*Goal of the exercise*
With pictures left out, retype exactly the lines from the one containing "Pressing-analysis tagging request: spot the red" through the final line of the entries.

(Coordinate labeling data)
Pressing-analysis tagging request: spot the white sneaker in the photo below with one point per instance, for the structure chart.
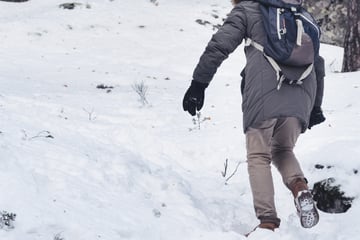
(306, 209)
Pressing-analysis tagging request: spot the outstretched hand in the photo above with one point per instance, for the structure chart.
(194, 97)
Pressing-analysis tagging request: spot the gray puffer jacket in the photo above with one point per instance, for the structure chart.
(261, 98)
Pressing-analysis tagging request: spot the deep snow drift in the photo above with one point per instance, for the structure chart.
(82, 158)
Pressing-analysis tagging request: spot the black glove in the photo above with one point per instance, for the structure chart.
(316, 117)
(194, 97)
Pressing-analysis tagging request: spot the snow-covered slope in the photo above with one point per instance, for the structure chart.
(83, 162)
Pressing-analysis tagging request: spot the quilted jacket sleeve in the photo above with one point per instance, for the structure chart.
(222, 43)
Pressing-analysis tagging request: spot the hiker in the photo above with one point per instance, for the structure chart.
(273, 116)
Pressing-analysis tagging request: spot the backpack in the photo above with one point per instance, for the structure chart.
(292, 38)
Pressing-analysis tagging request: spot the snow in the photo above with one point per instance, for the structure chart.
(79, 162)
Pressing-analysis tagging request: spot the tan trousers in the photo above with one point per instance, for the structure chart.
(272, 141)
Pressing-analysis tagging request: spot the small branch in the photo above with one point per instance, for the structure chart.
(223, 173)
(44, 134)
(90, 113)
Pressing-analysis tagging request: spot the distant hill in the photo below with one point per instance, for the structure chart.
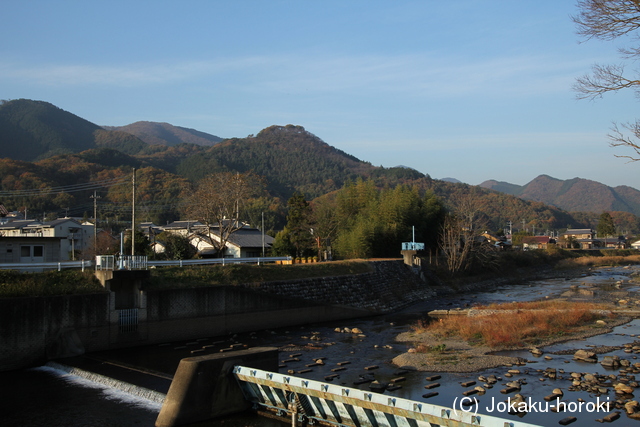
(155, 133)
(292, 159)
(44, 146)
(33, 130)
(453, 180)
(36, 130)
(573, 195)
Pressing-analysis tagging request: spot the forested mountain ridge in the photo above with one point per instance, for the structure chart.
(36, 130)
(155, 133)
(574, 195)
(288, 157)
(32, 130)
(292, 159)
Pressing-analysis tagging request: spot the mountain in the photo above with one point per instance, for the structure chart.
(32, 130)
(453, 180)
(573, 195)
(291, 159)
(36, 130)
(45, 147)
(155, 133)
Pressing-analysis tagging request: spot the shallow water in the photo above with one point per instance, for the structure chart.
(44, 398)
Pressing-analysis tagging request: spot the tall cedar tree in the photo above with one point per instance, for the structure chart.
(299, 224)
(606, 227)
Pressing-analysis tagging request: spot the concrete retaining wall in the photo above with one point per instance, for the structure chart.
(33, 330)
(390, 286)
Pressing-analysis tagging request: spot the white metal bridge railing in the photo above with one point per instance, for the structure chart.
(111, 262)
(39, 266)
(315, 402)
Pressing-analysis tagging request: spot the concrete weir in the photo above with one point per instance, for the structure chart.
(211, 386)
(204, 387)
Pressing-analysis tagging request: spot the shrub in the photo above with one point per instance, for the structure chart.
(524, 324)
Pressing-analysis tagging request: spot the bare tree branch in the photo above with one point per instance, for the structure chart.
(607, 19)
(617, 138)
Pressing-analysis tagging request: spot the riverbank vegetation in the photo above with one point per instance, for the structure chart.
(235, 274)
(516, 324)
(15, 284)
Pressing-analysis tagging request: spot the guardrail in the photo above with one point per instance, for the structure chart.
(47, 265)
(314, 402)
(223, 261)
(110, 262)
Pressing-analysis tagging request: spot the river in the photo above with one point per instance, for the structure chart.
(46, 396)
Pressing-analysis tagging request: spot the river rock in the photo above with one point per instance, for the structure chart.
(632, 407)
(622, 388)
(610, 362)
(585, 356)
(536, 351)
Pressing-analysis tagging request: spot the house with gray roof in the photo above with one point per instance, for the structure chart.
(25, 241)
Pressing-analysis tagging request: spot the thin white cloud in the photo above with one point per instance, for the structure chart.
(416, 75)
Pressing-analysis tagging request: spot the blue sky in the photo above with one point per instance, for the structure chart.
(474, 90)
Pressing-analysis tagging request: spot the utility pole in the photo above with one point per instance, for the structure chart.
(133, 214)
(95, 198)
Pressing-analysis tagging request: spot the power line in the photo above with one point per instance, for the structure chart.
(65, 188)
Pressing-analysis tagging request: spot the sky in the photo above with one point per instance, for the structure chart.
(473, 90)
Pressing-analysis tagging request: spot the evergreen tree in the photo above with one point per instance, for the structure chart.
(606, 227)
(299, 224)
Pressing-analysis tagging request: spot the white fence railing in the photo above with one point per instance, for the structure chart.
(39, 266)
(111, 262)
(223, 261)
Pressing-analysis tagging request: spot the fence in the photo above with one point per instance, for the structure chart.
(314, 402)
(41, 266)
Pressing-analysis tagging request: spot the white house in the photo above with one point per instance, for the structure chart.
(35, 241)
(246, 242)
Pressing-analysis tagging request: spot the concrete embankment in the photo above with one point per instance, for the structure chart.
(33, 330)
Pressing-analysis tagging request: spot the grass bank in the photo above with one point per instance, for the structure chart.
(67, 282)
(516, 324)
(235, 274)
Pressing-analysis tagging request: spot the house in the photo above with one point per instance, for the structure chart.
(24, 241)
(614, 242)
(537, 242)
(184, 228)
(246, 242)
(583, 237)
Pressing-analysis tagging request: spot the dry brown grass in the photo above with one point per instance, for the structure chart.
(598, 261)
(531, 323)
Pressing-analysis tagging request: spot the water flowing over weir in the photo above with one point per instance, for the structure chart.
(131, 389)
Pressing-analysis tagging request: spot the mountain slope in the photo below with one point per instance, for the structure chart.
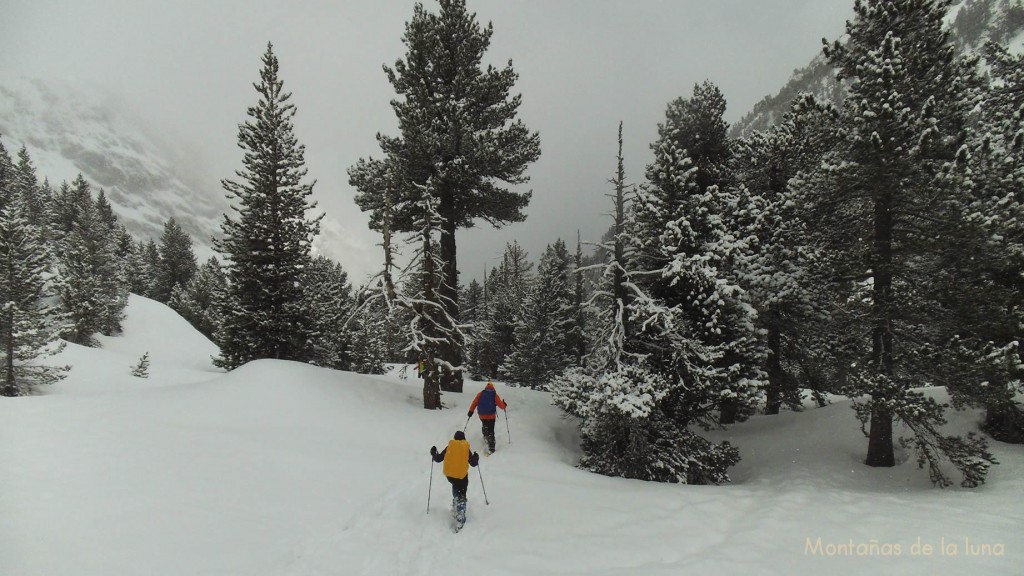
(282, 468)
(972, 22)
(71, 129)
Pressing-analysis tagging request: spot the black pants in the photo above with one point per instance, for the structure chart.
(459, 487)
(488, 433)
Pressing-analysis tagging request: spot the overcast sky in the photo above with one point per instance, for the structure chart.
(186, 67)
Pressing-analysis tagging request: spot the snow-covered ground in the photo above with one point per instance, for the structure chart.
(282, 468)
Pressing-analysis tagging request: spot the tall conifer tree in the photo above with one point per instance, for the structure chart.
(266, 245)
(459, 133)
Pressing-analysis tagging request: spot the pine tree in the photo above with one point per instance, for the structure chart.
(770, 254)
(985, 368)
(370, 331)
(507, 290)
(696, 127)
(329, 296)
(150, 254)
(473, 309)
(266, 245)
(882, 205)
(141, 370)
(92, 293)
(27, 186)
(7, 174)
(104, 211)
(541, 347)
(177, 260)
(459, 132)
(29, 329)
(198, 300)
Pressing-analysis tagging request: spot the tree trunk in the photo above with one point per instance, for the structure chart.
(773, 401)
(431, 392)
(880, 444)
(451, 380)
(727, 411)
(9, 384)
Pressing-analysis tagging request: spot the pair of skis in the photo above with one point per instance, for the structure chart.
(458, 515)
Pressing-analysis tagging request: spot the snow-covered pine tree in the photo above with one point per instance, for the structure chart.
(631, 398)
(150, 253)
(372, 334)
(177, 260)
(266, 245)
(507, 289)
(29, 329)
(415, 291)
(541, 347)
(577, 335)
(197, 301)
(472, 309)
(330, 297)
(36, 197)
(682, 252)
(769, 252)
(695, 126)
(105, 212)
(92, 292)
(7, 174)
(989, 309)
(883, 209)
(459, 129)
(141, 369)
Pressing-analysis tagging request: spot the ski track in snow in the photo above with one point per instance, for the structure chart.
(283, 468)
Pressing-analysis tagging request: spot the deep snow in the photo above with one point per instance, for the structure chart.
(283, 468)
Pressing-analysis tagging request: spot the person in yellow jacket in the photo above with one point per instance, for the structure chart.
(457, 457)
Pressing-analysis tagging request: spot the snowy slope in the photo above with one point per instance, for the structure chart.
(73, 128)
(282, 468)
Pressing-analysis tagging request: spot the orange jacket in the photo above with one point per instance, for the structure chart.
(498, 402)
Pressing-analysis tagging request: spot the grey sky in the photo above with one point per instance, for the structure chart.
(187, 67)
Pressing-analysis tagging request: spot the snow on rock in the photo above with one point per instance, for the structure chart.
(287, 469)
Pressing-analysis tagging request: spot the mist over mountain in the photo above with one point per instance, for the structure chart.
(71, 129)
(150, 175)
(973, 23)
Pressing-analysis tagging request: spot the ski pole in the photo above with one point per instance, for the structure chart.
(430, 485)
(481, 486)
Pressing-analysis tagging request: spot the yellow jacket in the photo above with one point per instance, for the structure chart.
(457, 459)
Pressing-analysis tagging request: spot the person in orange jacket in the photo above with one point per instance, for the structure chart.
(487, 402)
(457, 457)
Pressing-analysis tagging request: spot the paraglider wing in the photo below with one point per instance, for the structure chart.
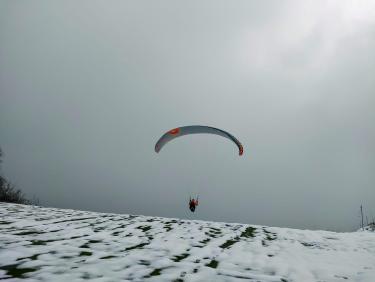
(195, 129)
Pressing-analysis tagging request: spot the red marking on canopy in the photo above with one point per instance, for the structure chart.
(241, 150)
(174, 131)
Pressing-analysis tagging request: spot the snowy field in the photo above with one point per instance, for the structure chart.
(45, 244)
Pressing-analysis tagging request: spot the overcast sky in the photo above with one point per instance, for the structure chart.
(87, 88)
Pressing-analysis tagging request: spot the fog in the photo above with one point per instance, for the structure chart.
(88, 87)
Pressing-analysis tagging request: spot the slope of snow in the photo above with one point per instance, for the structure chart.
(46, 244)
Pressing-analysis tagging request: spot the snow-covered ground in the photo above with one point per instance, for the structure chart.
(46, 244)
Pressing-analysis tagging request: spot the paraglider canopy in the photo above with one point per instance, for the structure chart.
(195, 129)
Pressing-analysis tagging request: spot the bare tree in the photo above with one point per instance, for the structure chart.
(9, 193)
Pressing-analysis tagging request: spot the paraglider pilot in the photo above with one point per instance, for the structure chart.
(193, 204)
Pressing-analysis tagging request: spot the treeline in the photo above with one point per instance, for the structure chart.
(9, 193)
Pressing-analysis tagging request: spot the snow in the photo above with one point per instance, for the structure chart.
(46, 244)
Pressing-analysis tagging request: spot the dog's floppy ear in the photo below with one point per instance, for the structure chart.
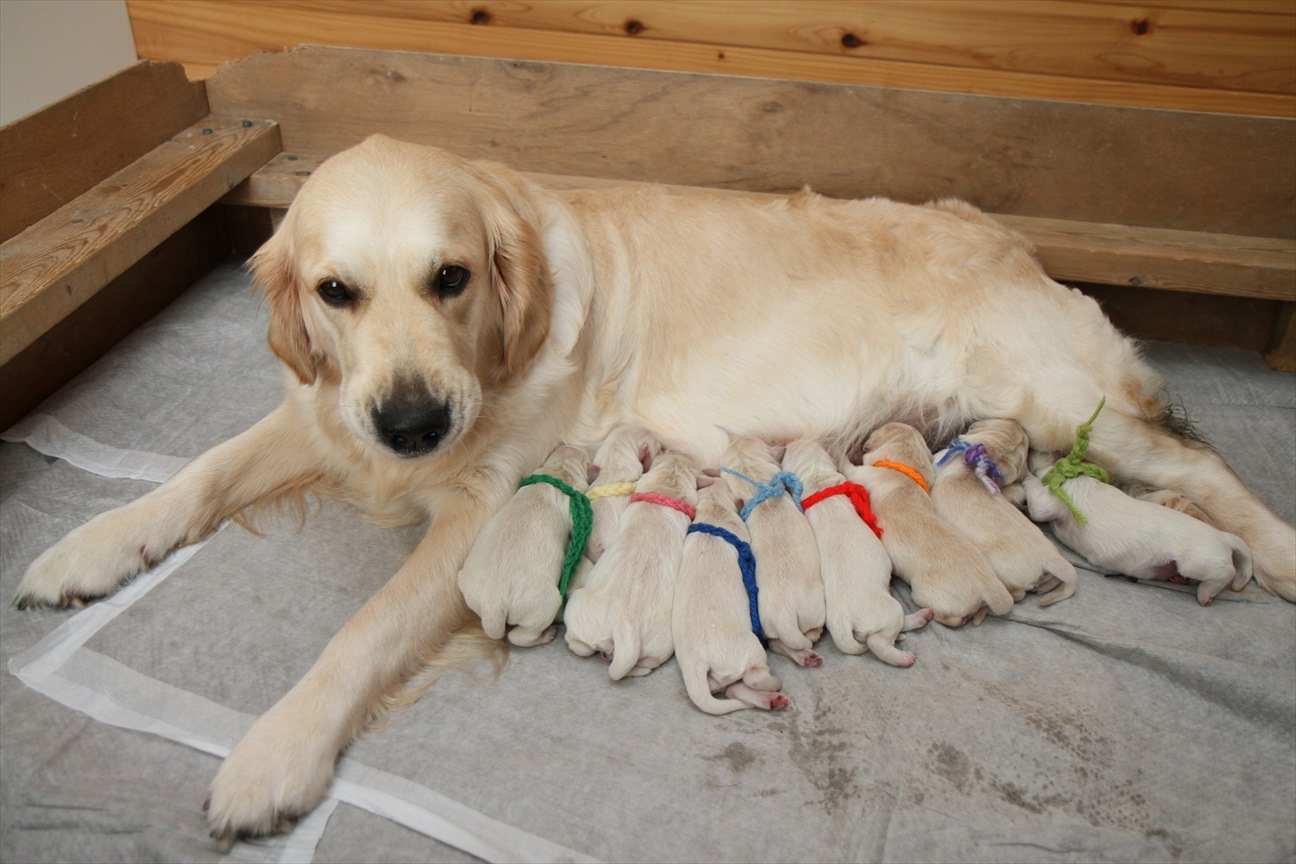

*Task output*
Pressing-analysis tagging request: spot the red marking on canopy in the photo above with one point per instance, for the structure chart.
(241, 150)
(174, 131)
Pressing-analysis tagging request: spot the snowy field in the photo above with one point per instance, for the structure chart.
(45, 244)
Pressing-analysis tagging request: spot the overcast sky in the photo above with one point per instance, for the structure chart.
(87, 88)
Pressing-analysis tagging request: spot the fog in the photo above with one point per instance, for the structure chart.
(88, 87)
Pressing-analysis tagging request: spot the slope of snow in the photo above with one point per instance, for the structure chart.
(46, 244)
Pressing-analysis tagging request: spot the snow-covered ground in the photo above with one point per instance, for the structure chart.
(46, 244)
Pressing-analysis tagging request: spot the paraglider canopy in the photo above with one point per instance, for the structure chart.
(195, 129)
Pressing-analysis tagging request: spot the bare tree in the photo above with one point per instance, for the structure chart.
(9, 193)
Pressing-analysis tagging request: spot the paraglider pilot in the photo above with one point per instance, for the structure chart.
(193, 204)
Pressing-analysis tagging request: spot the treeline in the photo above with one point per instance, for the structure chart.
(9, 193)
Pressing-analysis tagging request: spot the snow in the photo above with one point per instance, for the structure chart.
(46, 244)
Pressing-analysis tagging request: spot the dog's floppy ear in the photo below with one point per instance, for the structure chart.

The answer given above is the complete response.